▸ Input for this task:
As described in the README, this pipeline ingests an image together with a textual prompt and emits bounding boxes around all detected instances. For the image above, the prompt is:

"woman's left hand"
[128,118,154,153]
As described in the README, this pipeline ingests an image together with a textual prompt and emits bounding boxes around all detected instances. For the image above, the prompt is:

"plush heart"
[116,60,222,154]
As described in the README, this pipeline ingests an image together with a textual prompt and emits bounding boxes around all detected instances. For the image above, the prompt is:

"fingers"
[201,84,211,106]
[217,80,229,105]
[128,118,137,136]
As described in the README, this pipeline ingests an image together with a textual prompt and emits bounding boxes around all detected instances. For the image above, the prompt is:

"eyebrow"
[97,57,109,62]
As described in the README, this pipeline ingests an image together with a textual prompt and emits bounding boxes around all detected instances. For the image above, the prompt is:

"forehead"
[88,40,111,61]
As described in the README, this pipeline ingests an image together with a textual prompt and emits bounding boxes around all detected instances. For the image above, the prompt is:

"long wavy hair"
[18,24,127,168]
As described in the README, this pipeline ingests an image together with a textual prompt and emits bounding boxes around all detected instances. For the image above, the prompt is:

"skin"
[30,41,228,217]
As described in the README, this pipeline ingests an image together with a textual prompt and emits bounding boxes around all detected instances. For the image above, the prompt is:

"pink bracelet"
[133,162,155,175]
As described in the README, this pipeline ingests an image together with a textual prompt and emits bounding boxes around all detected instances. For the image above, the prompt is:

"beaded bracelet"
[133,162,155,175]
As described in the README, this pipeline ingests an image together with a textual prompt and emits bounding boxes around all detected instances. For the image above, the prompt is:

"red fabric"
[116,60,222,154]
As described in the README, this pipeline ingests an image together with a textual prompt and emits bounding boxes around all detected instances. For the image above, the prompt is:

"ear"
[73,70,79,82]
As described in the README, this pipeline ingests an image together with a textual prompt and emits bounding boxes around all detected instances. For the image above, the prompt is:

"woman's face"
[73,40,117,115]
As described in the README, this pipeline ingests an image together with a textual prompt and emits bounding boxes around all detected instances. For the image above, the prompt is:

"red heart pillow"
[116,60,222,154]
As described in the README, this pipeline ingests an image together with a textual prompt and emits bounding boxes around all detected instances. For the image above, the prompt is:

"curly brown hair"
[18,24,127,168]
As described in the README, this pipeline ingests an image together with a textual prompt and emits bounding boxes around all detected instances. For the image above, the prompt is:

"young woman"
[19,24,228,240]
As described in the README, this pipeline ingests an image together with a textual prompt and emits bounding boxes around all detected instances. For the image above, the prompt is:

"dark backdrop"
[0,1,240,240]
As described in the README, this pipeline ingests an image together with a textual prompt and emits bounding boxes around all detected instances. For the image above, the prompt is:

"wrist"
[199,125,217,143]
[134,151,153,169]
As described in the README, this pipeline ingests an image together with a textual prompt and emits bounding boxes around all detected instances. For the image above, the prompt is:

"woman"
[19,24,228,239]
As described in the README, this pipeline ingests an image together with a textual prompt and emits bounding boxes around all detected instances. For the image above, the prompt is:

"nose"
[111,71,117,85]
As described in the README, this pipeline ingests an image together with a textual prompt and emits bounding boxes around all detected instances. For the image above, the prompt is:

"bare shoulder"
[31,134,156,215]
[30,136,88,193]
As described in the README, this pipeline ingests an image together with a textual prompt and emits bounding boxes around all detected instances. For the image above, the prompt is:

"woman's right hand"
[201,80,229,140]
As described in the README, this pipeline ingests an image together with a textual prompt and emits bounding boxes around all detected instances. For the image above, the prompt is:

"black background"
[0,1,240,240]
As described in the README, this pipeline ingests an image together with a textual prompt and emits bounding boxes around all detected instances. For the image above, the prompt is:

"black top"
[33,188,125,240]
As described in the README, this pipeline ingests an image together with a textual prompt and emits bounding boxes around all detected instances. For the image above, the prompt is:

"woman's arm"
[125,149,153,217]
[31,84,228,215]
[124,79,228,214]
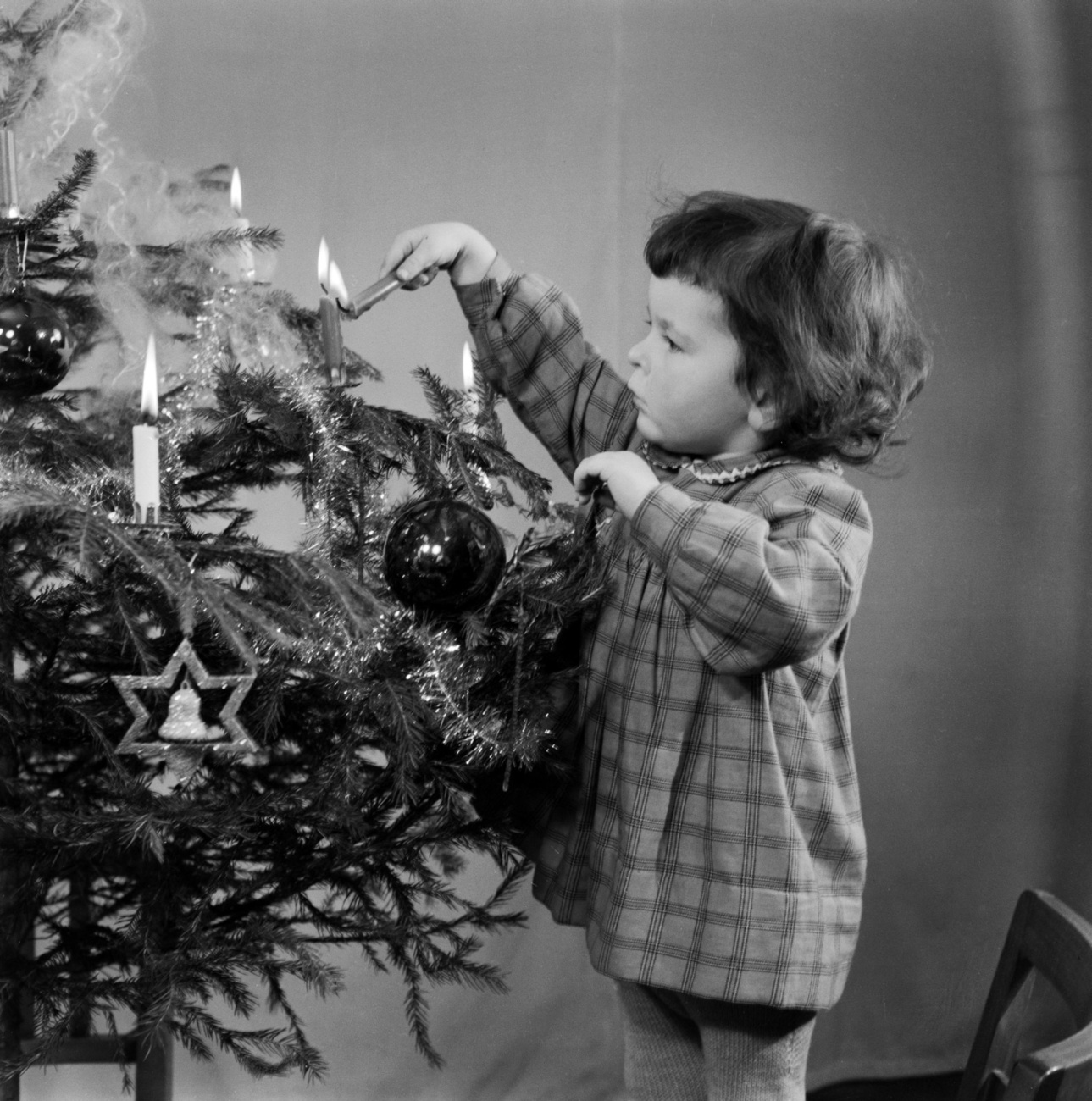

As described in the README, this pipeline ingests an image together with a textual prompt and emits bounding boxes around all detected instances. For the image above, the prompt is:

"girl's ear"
[747,392,777,432]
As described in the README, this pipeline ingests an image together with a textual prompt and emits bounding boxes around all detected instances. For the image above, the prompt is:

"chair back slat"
[956,891,1092,1101]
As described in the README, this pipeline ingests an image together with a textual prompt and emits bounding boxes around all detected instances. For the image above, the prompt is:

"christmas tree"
[0,0,599,1098]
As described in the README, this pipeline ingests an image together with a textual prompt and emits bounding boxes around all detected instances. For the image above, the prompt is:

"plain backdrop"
[23,0,1092,1101]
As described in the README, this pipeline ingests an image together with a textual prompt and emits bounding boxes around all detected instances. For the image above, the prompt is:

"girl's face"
[629,275,762,457]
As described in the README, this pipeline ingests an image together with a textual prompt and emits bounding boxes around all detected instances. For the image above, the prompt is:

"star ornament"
[110,639,258,759]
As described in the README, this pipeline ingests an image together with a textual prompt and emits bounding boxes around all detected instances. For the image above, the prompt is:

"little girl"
[382,191,928,1101]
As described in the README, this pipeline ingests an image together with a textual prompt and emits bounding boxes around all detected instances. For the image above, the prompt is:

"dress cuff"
[452,252,515,328]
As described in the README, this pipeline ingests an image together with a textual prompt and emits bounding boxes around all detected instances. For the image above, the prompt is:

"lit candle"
[133,334,159,524]
[0,127,22,218]
[231,169,254,279]
[463,342,481,432]
[319,237,349,385]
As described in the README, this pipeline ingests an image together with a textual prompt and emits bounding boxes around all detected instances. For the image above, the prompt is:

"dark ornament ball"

▸ Exercise: Rescale the listing from its first line up to and including the line containing "[128,118,154,153]": copy every line in that span unchanged, but multiply each bounding-box coordinate by 0.6 and round to the nearest whole number, with halves rounded up.

▸ Expected output:
As described in the README, this pipeline ingests an image together with a textual prompt and emits bounding boxes around all detected instances. For the image above, the prompt is:

"woman's left hand"
[77,71,92,92]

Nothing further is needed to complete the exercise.